» **摘录**:
'''
题目：给你一根长度为n的绳子，请把绳子剪成m段（m，n都是整数，n > 1 并且m > 1），每段绳子的长度记为k[0], k[1], ...k[m]。请问k[0] x k[1] x ... x k[m]可能的最大乘积是多少？例如，当绳子的长度是8时，我们把它剪成长度分别为2、3、3的三段，此时得到的最大乘积是18。

测试用例：

• 功能测试（绳子的初始长度大于5）。
• 边界值测试（绳子的初始长度分别为0、1、2、3、4）。

测试代码：

void test(const char* testName, int length, int expected)
{
    int result1 = maxProductAfterCutting_solution1(length);
    if(result1 == expected)
        std::cout << "Solution1 for " << testName << " passed." << std::endl;
    else
        std::cout << "Solution1 for " << testName << " FAILED." << std::endl;

    int result2 = maxProductAfterCutting_solution2(length);
    if(result2 == expected)
        std::cout << "Solution2 for " << testName << " passed." << std::endl;
    else
        std::cout << "Solution2 for " << testName << " FAILED." << std::endl;
}
void test1()
{
    int length = 1;
    int expected = 0;
    test("test1", length, expected);
}
void test2()
'''
» **输入行**:
'''
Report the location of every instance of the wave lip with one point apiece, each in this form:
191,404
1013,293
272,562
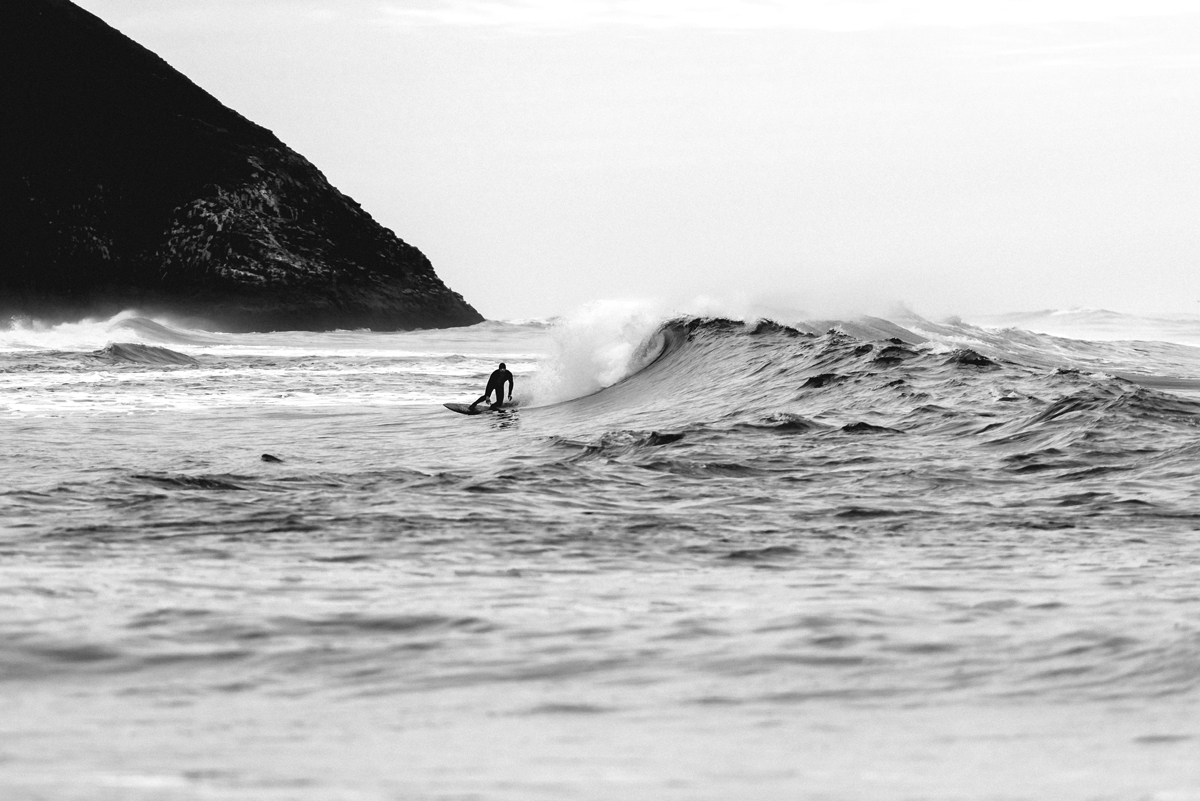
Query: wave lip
138,354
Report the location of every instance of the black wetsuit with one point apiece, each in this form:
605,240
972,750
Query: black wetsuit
496,383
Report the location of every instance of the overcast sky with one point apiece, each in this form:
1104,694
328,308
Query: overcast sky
831,156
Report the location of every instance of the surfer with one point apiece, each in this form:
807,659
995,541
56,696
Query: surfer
496,383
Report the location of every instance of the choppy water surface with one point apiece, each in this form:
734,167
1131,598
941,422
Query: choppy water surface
885,561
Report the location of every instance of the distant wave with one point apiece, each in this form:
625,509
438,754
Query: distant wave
27,333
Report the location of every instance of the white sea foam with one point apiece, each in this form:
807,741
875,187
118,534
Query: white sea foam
594,348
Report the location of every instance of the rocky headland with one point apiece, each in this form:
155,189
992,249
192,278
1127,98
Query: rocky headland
124,185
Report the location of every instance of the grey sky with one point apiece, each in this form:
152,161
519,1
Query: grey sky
827,156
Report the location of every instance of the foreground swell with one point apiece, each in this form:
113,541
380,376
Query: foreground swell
765,562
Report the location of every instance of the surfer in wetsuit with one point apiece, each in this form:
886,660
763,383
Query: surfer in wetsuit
496,383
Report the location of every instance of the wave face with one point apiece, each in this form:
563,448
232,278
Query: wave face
931,425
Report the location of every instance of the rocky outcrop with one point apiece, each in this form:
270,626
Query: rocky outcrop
124,185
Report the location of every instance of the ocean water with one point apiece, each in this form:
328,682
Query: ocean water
703,559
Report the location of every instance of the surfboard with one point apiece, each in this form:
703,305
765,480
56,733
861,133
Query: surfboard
481,409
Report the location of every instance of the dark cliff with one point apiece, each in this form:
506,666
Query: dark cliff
124,185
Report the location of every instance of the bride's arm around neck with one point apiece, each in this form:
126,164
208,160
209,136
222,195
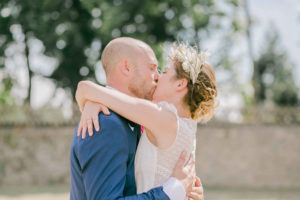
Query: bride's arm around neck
160,121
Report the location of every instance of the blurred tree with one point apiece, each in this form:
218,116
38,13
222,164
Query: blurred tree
65,31
275,73
74,32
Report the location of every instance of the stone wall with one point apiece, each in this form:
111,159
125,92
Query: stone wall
227,155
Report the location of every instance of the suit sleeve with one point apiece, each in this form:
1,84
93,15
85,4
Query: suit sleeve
103,160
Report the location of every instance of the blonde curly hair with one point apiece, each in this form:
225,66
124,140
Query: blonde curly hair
202,88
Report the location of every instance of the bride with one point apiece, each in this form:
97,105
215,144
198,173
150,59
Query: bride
185,94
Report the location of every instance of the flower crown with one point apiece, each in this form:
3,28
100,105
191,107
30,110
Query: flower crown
192,61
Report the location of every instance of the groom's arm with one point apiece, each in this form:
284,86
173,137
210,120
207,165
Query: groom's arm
103,159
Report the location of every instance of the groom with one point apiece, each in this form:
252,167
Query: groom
102,166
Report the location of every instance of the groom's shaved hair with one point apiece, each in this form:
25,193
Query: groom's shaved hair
121,48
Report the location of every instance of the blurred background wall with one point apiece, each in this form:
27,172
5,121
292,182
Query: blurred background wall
47,47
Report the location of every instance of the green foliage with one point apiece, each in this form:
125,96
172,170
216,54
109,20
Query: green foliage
275,74
76,31
5,97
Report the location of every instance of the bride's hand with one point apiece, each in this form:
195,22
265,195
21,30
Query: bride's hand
89,118
197,191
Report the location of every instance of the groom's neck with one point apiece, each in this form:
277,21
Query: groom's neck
121,87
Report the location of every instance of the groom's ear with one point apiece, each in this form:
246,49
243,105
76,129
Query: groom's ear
181,84
124,67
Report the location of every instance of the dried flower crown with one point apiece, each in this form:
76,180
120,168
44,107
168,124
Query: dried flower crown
192,61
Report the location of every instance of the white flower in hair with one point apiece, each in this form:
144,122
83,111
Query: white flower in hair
192,61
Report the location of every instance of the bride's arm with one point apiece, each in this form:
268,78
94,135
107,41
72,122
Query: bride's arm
140,111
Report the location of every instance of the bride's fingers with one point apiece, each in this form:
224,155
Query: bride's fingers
195,196
79,129
83,134
198,190
96,122
105,110
90,127
198,182
181,161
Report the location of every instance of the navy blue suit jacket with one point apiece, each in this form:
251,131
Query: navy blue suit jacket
102,166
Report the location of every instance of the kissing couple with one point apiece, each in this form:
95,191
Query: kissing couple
136,137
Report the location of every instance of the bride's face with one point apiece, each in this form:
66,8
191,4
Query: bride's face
166,85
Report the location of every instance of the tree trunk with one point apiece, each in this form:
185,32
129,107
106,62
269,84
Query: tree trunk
28,98
255,76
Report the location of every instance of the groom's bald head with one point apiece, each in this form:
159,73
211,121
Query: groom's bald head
122,48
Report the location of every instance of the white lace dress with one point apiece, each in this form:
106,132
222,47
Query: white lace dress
153,166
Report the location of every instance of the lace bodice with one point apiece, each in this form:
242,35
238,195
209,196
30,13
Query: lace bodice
153,166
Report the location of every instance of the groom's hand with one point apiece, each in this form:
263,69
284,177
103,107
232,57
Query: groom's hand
89,118
185,173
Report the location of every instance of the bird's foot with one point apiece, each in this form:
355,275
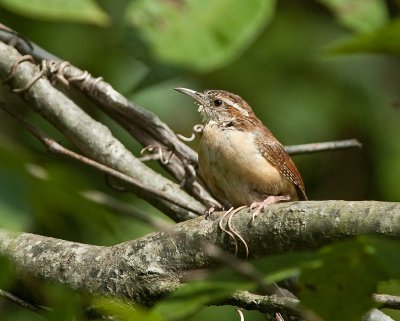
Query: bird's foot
231,231
257,207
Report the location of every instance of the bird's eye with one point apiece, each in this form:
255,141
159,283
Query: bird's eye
217,102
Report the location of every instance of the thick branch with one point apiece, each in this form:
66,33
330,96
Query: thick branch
147,268
91,137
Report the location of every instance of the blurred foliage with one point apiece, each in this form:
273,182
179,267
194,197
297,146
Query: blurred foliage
305,67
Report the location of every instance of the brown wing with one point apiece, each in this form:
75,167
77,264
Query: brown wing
274,152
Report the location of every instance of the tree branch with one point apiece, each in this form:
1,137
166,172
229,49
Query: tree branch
145,269
91,137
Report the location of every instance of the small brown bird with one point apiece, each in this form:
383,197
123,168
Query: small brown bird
240,160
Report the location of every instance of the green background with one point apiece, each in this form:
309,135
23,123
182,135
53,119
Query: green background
313,71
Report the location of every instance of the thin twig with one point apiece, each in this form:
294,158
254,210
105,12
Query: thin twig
322,147
56,148
387,301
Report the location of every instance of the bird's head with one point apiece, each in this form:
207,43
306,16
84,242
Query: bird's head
219,106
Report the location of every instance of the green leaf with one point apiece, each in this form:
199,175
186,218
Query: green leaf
385,40
340,287
200,34
123,310
83,11
191,297
360,16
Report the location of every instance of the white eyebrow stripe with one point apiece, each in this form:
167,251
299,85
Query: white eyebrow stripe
235,105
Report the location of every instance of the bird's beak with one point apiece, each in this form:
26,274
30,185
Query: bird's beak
198,97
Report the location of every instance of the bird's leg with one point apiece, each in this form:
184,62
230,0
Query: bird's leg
231,229
231,232
272,199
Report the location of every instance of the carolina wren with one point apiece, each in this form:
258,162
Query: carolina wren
240,160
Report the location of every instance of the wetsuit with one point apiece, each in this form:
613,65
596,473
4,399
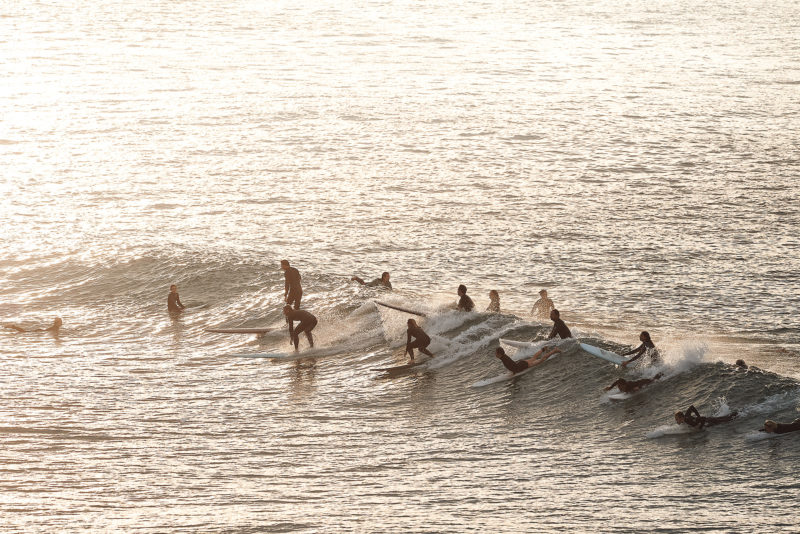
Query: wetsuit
293,290
693,418
174,302
645,348
559,329
421,340
511,365
783,428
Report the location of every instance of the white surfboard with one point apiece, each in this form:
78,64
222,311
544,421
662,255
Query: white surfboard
606,355
398,308
239,330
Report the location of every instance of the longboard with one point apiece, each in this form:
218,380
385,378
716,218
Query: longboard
239,330
606,355
398,308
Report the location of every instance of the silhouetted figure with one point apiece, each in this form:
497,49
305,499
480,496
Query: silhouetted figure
293,291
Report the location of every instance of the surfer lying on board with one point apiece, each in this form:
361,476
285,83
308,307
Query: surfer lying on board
772,427
647,347
421,340
632,386
383,281
464,302
693,418
519,366
174,300
57,322
307,324
559,327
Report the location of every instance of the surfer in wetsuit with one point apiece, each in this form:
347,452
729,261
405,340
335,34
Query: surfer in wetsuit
543,306
518,366
307,324
693,418
632,386
174,300
55,327
464,303
494,301
383,281
773,427
647,347
559,327
293,292
421,340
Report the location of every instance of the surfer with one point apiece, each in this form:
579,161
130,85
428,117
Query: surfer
55,327
293,292
647,347
632,386
307,324
693,418
559,327
421,340
543,306
494,301
383,281
519,366
464,303
174,300
773,427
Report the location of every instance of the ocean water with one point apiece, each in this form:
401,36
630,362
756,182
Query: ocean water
638,160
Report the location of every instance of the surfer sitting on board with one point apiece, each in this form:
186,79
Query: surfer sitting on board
543,306
632,386
293,292
494,301
647,347
383,281
307,324
519,366
421,340
559,327
464,303
772,427
57,322
693,418
174,300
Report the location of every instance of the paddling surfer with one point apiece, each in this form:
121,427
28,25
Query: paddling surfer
174,300
307,323
560,328
421,340
293,291
693,418
383,281
518,366
464,302
647,347
632,386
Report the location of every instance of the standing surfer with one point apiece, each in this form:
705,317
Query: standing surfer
421,340
647,347
307,324
174,300
464,302
293,292
559,327
383,281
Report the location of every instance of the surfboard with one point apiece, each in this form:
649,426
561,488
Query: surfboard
508,375
606,355
239,330
398,308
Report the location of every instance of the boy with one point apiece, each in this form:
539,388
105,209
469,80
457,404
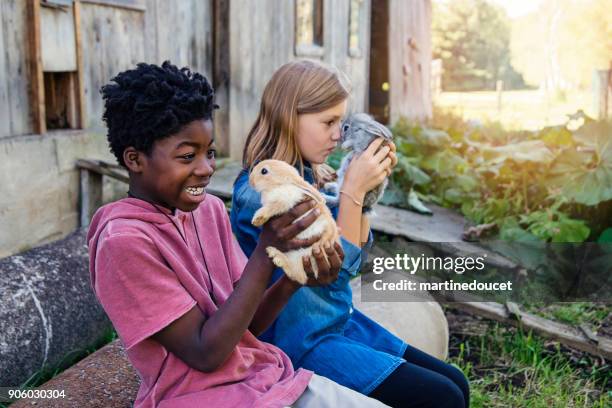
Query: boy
164,264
'''
» **任务列表**:
1. 请把摘录中从“int result2 = maxProductAfterCutting_solution2(length);”一直到“void test2()”为止的全部内容一字不差地抄写出来。
2. 请返回输入行中所有包含“choppy”一词的行，匹配时区分大小写。
摘录与这些行出自不同的来源，二者没有关联。

» **参考答案**:
1.
int result2 = maxProductAfterCutting_solution2(length);
    if(result2 == expected)
        std::cout << "Solution2 for " << testName << " passed." << std::endl;
    else
        std::cout << "Solution2 for " << testName << " FAILED." << std::endl;
}
void test1()
{
    int length = 1;
    int expected = 0;
    test("test1", length, expected);
}
void test2()

2.
Report the location of every instance of the choppy water surface with one point apiece, each in this form:
Query: choppy water surface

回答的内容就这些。